==== PAGE EXTRACT ====

A few months after graduation, Saxon moved to Los Angeles and worked in restaurants, painted houses and did other jobs for five years before landing his first series regular contract on MTV’s 2014-15 drama “Finding Carter,” which came about at the same time he had a recurring role on ABC Family’s “The Fosters.”
At one point, he was flying back and forth, sometimes weekly, between the “Finding Carter” set in Atlanta and “The Fosters” set in Los Angeles.
Originally Saxon was cast just for the “Finding Carter” pilot, then he was upped to a recurring role. Producers then broke the news that his character would be killed off by the end of the first season. They then changed their minds and Saxon became a series regular until the show was canceled after its second season.
“This town will give you whiplash,” Saxon said. “It was one of those back-and-forth experiences.”
Saxon, who tries to get back to Kansas City several times a year to see his mom, Mary Dugan, currently dates actress Hannah Marks (“Dirk Gently’s Holistic Detective Agency”) and will next film a role in the pilot for The CW’s “Nancy Drew” reboot.

====

- _REQUIRED TASK A_
Translate this sentence from the passage on Saxon's acting career into Spanish: "At one point, he was flying back and forth, sometimes weekly, between the “Finding Carter” set in Atlanta and “The Fosters” set in Los Angeles."
- _REQUIRED TASK B_
Pick up the passage on Saxon's acting career after its last sentence and carry it forward.
The listing that comes next is from an unrelated source.

==== SUPPLIED MATERIAL ====

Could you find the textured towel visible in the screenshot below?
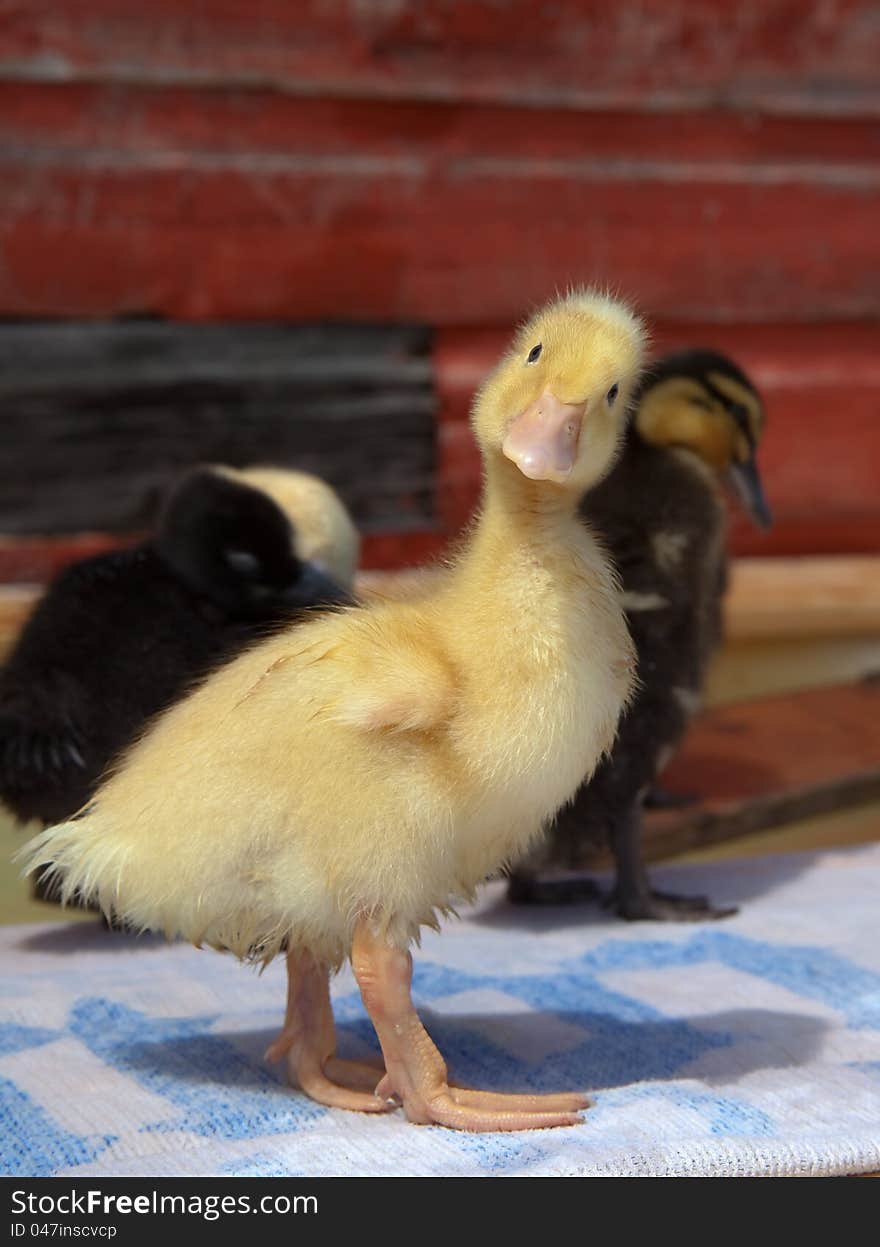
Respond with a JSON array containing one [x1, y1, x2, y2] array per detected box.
[[0, 844, 880, 1177]]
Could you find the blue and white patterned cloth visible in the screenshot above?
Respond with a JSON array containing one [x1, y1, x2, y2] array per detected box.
[[0, 844, 880, 1177]]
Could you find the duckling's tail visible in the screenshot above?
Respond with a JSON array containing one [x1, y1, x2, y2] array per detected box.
[[12, 802, 139, 920]]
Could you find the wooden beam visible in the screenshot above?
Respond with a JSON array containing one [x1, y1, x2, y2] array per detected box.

====

- _WRITTEN REPLY A_
En un momento dado, viajaba en avión de ida y vuelta, a veces cada semana, entre el set de “Finding Carter” en Atlanta y el de “The Fosters” en Los Ángeles.

- _WRITTEN REPLY B_
And in case you’re wondering, the wavy-locked Saxon wasn’t cast for the part because of any resemblance to Kato Kaelin.
Kaelin, who lived with the Simpsons in a guest house, was a witness during the trial. Like Kaelin, Saxon’s character lives with Sevvy in a guest house.
When a TV critic suggested the connection during a February press conference at the Television Critics Association winter 2019 press tour, Craft, Fain and Clark said they all missed it.
“We should have put those two things together,” Craft said.
“We thought of him as this Sean Penn-type,” Fain explains, “somebody who’d grown up in Malibu.”
“He does have great hair, there’s no denying that,” Craft added. “The thing that was great about Alex is he was really up for anything in the role. He only has a few lines in the pilot and yet he plays a big character. It’s a character that emerges after the pilot and he put a lot of trust in us because he really didn’t know what he was going to be doing.”
As for Craft and Fain — friends who first co-wrote a feature on Kansas City delis for Pembroke’s student newspaper The Voice — “The Fix” marks a new collaboration configuration with Clark.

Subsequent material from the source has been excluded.